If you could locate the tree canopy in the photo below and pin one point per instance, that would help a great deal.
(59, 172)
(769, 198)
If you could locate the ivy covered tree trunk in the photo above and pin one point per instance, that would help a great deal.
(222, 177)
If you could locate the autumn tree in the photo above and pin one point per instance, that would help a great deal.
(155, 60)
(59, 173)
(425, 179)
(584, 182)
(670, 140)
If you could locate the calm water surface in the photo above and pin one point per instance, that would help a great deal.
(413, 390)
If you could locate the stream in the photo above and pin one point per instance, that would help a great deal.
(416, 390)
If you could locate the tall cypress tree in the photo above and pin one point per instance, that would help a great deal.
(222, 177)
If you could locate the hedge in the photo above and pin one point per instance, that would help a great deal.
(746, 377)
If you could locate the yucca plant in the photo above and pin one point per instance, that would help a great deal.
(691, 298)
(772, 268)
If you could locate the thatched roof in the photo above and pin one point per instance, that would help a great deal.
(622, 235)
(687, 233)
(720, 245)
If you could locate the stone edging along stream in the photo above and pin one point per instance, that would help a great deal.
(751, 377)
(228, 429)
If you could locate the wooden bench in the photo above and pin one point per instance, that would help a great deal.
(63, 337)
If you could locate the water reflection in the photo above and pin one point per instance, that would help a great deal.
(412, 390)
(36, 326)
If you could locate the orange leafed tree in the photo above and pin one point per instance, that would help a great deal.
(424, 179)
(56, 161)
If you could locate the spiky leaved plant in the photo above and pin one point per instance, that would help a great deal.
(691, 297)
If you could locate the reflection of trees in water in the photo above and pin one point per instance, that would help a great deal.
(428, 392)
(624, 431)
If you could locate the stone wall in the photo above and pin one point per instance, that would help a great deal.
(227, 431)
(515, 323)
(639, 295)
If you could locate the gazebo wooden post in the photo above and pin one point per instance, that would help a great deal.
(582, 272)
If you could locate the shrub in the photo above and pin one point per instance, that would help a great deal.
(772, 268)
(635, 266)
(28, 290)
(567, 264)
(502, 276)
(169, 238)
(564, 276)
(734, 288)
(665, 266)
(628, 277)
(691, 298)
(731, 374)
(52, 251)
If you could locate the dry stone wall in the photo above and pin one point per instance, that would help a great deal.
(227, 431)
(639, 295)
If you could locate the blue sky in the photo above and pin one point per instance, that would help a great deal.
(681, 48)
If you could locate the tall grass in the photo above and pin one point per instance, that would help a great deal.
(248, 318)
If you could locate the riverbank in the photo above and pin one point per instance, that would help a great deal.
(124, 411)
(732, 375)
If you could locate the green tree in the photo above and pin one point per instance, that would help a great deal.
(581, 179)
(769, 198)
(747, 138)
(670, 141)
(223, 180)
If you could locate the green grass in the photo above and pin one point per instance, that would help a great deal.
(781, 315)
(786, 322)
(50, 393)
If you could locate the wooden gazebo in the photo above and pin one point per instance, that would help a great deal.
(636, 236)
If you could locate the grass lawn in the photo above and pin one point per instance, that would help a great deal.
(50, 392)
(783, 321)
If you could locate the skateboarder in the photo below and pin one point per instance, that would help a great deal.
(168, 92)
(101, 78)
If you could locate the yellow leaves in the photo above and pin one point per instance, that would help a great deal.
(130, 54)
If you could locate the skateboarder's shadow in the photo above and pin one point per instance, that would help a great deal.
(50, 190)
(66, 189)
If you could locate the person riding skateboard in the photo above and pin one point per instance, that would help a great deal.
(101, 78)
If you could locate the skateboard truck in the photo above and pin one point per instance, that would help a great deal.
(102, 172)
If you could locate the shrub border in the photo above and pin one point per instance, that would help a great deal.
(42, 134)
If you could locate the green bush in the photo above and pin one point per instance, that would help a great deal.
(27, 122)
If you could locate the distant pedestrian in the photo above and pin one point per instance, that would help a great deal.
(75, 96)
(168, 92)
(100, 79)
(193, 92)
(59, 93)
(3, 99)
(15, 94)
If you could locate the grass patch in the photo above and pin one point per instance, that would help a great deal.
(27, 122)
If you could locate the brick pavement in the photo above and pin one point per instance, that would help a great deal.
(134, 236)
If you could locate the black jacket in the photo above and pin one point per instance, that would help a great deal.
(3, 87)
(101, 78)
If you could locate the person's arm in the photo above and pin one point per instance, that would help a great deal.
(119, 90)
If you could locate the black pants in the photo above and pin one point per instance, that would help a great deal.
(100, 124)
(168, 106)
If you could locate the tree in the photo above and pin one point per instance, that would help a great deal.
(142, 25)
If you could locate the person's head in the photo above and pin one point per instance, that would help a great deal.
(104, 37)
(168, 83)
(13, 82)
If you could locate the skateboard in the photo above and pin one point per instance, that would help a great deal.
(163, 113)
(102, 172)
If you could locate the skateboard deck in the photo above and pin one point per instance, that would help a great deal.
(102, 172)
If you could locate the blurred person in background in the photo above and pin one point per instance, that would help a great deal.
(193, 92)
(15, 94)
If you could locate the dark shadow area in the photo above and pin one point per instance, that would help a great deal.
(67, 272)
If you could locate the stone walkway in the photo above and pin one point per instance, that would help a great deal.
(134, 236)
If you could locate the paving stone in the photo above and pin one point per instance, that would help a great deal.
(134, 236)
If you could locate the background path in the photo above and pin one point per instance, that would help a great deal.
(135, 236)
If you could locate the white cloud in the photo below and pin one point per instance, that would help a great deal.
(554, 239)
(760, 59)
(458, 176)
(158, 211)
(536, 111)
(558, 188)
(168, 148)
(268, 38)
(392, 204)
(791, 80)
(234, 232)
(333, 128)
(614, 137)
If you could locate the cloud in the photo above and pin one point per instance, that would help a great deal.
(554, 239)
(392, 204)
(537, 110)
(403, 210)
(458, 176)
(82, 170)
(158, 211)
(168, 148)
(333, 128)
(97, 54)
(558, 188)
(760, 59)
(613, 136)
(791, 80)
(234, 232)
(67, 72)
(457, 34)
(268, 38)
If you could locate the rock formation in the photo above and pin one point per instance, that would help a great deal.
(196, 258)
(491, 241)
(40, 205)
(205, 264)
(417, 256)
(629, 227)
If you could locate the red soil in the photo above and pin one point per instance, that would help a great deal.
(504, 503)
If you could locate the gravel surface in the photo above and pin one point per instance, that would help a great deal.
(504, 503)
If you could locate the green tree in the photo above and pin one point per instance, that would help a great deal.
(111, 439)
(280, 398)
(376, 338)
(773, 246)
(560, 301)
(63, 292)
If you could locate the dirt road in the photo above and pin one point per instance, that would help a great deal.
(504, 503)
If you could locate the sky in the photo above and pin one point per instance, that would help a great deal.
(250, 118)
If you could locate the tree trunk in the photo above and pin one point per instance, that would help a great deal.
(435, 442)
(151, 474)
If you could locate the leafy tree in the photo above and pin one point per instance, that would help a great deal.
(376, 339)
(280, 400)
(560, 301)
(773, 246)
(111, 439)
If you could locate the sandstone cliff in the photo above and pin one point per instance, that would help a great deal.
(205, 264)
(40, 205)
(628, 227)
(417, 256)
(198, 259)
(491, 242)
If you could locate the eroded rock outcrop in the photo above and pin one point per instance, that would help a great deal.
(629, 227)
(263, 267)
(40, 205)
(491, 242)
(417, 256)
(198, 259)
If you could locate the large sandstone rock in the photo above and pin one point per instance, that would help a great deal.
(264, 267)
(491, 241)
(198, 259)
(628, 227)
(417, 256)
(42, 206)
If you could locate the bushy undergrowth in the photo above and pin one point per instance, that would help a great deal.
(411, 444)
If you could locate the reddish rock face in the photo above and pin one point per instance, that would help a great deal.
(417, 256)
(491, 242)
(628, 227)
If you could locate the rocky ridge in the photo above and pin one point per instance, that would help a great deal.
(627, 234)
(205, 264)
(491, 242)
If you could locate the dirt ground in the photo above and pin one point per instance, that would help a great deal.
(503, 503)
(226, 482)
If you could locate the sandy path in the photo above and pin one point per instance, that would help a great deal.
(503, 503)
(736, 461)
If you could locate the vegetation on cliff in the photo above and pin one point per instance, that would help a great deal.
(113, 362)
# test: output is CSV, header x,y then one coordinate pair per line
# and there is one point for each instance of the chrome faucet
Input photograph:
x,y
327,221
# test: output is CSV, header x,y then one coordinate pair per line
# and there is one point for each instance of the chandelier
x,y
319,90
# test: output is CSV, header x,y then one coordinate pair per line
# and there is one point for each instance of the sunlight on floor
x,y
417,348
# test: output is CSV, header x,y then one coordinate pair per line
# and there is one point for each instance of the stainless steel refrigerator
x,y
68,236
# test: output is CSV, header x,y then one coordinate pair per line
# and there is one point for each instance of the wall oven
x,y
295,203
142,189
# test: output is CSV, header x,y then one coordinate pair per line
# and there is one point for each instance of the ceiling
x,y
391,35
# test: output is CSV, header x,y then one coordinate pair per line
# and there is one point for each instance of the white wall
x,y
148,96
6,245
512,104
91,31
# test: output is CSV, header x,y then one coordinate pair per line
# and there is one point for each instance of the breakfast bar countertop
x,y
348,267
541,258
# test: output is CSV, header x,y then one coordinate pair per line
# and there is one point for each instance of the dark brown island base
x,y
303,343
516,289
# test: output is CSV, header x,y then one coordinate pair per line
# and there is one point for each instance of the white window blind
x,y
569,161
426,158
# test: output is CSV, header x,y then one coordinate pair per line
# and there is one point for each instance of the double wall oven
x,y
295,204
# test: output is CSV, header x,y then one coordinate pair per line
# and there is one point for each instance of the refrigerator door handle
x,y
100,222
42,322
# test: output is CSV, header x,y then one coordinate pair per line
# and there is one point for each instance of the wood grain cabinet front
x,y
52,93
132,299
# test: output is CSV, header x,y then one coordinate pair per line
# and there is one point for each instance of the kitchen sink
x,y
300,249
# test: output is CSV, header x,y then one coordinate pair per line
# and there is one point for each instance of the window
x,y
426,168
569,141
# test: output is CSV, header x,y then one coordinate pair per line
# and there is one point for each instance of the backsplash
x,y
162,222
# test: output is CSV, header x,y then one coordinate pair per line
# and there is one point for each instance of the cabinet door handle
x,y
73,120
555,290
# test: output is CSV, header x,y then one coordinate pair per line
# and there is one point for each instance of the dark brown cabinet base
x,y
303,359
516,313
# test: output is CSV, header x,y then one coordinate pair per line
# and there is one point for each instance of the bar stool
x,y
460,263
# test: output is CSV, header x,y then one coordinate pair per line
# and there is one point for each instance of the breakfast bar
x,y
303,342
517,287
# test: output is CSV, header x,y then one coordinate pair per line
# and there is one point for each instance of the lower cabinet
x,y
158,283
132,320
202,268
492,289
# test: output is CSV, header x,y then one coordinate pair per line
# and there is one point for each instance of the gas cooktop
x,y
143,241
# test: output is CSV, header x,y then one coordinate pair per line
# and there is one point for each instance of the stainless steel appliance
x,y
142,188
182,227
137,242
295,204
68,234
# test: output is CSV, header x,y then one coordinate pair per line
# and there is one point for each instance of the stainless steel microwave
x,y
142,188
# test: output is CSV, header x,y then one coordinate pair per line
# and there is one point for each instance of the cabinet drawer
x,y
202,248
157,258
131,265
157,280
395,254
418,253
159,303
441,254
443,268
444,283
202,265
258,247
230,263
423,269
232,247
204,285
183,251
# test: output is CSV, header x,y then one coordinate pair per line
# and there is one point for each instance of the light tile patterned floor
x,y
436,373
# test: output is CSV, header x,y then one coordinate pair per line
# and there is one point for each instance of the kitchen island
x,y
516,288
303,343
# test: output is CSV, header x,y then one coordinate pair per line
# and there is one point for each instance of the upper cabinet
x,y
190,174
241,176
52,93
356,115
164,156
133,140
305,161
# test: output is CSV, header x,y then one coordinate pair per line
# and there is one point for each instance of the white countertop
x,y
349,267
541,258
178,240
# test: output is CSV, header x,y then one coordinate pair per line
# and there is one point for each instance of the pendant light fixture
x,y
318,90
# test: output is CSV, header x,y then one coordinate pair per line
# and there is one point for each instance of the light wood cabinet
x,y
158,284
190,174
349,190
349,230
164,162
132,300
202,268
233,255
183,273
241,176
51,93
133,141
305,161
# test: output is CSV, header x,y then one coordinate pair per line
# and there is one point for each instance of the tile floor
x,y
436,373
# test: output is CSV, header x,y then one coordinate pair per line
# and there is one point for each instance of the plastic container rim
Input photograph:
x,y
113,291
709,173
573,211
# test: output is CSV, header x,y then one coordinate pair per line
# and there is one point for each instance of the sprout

(Assignment)
Set down exactly the line with "stainless steel appliance" and each line after it up to the end of the records, adding nothing.

(Answer section)
# and there is one point for each instance of the stainless steel appliance
x,y
142,188
182,227
137,242
295,204
68,234
# test: output is CSV, header x,y then one coordinate pair per line
# and there is one point for each instance of the stainless steel microwave
x,y
142,188
# test: output is CSV, header x,y then one coordinate pair per line
# and there is one point for each instance of the cabinet drawer
x,y
202,248
157,258
131,265
157,280
395,254
418,253
159,303
441,254
443,268
444,283
202,265
258,247
230,263
423,269
232,247
204,285
183,251
# test: output is CSV, header x,y then one coordinate pair per line
# and there is one point for each instance of the light tile patterned floor
x,y
436,373
# test: output is CSV, header x,y then one coordinate pair per line
# and there is one point for each instance of the kitchen island
x,y
516,288
303,343
# test: output is CSV, header x,y then one coordinate pair per line
# and there is one point for each instance of the upper cabinet
x,y
190,174
241,176
52,93
356,115
164,156
133,140
305,161
# test: output is CSV, header x,y then one coordinate pair per line
# and there is one point for each instance of the white countertop
x,y
349,267
541,258
178,240
# test: output is CSV, header x,y then one coordinate pair per line
# and there is one point for each instance of the pendant light fixture
x,y
318,90
# test: output is CSV, header x,y then one coordinate pair per line
# and there is one point for each instance of the light wood cabinet
x,y
158,284
190,174
349,190
349,230
164,162
132,300
202,268
233,255
183,273
241,176
51,93
133,141
305,161
# test: output is CSV, header x,y then one coordinate pair per line
# and there is one point for each instance of the tile floor
x,y
436,373
# test: output is CSV, header x,y then one coordinate pair per line
# and there is one point for each instance of the plastic container rim
Input photograph:
x,y
113,291
709,173
573,211
# test: output is CSV, header x,y then one coordinate pair per line
# and there is one point for each instance of the sprout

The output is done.